Short problem ::
Copy out each line below exactly as it appears.

(Stored records)
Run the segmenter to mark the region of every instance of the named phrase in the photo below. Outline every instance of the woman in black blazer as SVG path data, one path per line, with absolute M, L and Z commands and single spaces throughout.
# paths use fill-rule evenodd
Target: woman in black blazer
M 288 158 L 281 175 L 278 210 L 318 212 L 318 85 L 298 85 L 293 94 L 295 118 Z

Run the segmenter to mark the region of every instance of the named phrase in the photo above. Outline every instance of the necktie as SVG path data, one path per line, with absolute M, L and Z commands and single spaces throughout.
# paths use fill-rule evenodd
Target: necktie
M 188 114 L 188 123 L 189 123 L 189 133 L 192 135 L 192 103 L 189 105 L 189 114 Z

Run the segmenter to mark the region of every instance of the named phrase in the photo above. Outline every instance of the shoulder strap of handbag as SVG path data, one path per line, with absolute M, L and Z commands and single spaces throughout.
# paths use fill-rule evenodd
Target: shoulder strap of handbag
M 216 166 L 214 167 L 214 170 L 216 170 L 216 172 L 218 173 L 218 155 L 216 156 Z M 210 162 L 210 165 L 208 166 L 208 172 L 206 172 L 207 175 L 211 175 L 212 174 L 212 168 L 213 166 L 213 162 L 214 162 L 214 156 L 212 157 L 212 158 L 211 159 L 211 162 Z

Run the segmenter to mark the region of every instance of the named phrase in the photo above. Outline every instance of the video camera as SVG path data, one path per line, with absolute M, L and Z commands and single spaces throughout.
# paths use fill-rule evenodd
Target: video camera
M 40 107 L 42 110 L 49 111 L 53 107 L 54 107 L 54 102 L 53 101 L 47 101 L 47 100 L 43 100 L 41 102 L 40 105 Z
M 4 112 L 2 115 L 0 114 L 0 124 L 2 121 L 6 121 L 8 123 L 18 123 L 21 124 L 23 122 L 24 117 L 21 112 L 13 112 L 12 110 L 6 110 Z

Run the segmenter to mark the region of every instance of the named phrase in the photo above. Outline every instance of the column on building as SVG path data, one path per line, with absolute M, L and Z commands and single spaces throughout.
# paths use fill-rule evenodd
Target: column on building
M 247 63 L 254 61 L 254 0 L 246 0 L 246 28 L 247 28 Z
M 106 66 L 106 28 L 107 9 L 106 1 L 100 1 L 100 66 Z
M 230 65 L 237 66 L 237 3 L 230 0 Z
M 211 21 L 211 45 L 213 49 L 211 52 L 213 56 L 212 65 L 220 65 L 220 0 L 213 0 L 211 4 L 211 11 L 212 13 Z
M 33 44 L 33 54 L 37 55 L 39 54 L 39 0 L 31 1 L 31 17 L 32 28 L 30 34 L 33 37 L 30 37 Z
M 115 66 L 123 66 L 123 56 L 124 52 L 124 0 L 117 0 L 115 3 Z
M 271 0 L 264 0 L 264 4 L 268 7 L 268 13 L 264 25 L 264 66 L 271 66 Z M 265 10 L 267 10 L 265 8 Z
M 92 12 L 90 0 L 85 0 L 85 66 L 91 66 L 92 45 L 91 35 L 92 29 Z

Response ::
Run the segmenter to mark the region of every instance of the named phrase in the photo below. Outline every instance of the woman in black blazer as SVG path data, one path per line, with absolute M, L and Z commands and single spaces throughout.
# paths use fill-rule evenodd
Target: woman in black blazer
M 288 158 L 281 175 L 278 210 L 318 212 L 318 85 L 298 85 L 293 94 L 295 118 Z

Run the segmenter to mark the region of every instance of the named phrase in the photo above. Outline every instance of the necktie as SVG path data, one path per line, with absolute M, L and Z commands and single spaces throughout.
# paths use fill-rule evenodd
Target: necktie
M 188 114 L 188 123 L 189 123 L 189 133 L 192 135 L 192 103 L 189 105 L 189 114 Z

Run the segmenter to mark the region of every instance of the named phrase in the photo above. Outline every instance of the shoulder strap of handbag as SVG path data, one path per line, with absolute M, L and Z commands and single spaces throughout.
# paths use fill-rule evenodd
Target: shoulder strap of handbag
M 216 166 L 214 167 L 214 170 L 216 170 L 216 172 L 218 173 L 218 155 L 216 156 Z M 210 162 L 210 165 L 208 166 L 208 172 L 206 172 L 207 175 L 211 175 L 212 174 L 212 168 L 213 166 L 213 162 L 214 162 L 214 156 L 212 157 L 212 158 L 211 159 L 211 162 Z

Run the segmenter to mark the region of every instance of the named phrase in the photo above. Outline every instance of the video camera as SVG path data, one path per line, with absolute M, L and Z commands and single spaces throughout.
# paths use fill-rule evenodd
Target: video camera
M 40 107 L 42 110 L 49 111 L 53 107 L 54 107 L 54 102 L 53 101 L 47 101 L 47 100 L 43 100 L 41 102 L 40 105 Z
M 4 112 L 2 115 L 0 114 L 0 124 L 2 121 L 6 121 L 8 123 L 18 123 L 21 124 L 23 122 L 24 117 L 21 112 L 13 112 L 12 110 L 6 110 Z

Run the segmenter to mark the region of every instance of the named phrase in the photo above. Outline every instance of the column on building as SVG path data, one path per line, with absolute M, L and Z commands and single spaces throughout.
# paths use fill-rule evenodd
Target: column on building
M 247 63 L 254 61 L 254 0 L 246 0 L 246 28 L 247 28 Z
M 106 66 L 106 28 L 107 9 L 106 1 L 100 1 L 100 66 Z
M 230 65 L 237 66 L 237 3 L 230 0 Z
M 211 21 L 211 45 L 213 49 L 211 52 L 213 56 L 212 65 L 220 65 L 220 0 L 213 0 L 211 4 L 211 11 L 212 13 Z
M 33 44 L 33 54 L 37 55 L 39 54 L 39 0 L 31 1 L 31 17 L 32 28 L 30 34 L 33 37 L 30 37 Z
M 115 66 L 123 66 L 123 56 L 124 52 L 124 0 L 117 0 L 115 3 Z
M 271 0 L 264 0 L 264 4 L 268 7 L 268 13 L 264 25 L 264 66 L 271 66 Z M 265 10 L 267 10 L 265 8 Z
M 92 12 L 90 0 L 85 0 L 85 66 L 91 66 L 92 45 L 91 35 L 92 29 Z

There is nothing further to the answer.